PROBLEM STATEMENT
Format the records below as a JSON list of strings, with one string for each line and no strings for blank lines.

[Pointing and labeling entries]
•••••

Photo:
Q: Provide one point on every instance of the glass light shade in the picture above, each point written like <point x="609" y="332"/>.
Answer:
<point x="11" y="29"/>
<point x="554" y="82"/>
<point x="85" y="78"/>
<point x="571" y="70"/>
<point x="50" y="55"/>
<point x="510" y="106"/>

•••••

THE OUTPUT
[
  "Photo:",
  "Q: Provide one point on every instance of the glass light shade in the picture above, each point written like <point x=\"609\" y=\"332\"/>.",
  "Answer:",
  "<point x=\"11\" y=\"29\"/>",
  "<point x=\"554\" y=\"82\"/>",
  "<point x=\"85\" y=\"78\"/>",
  "<point x=\"571\" y=\"70\"/>",
  "<point x=\"50\" y=\"55\"/>",
  "<point x=\"510\" y=\"106\"/>"
]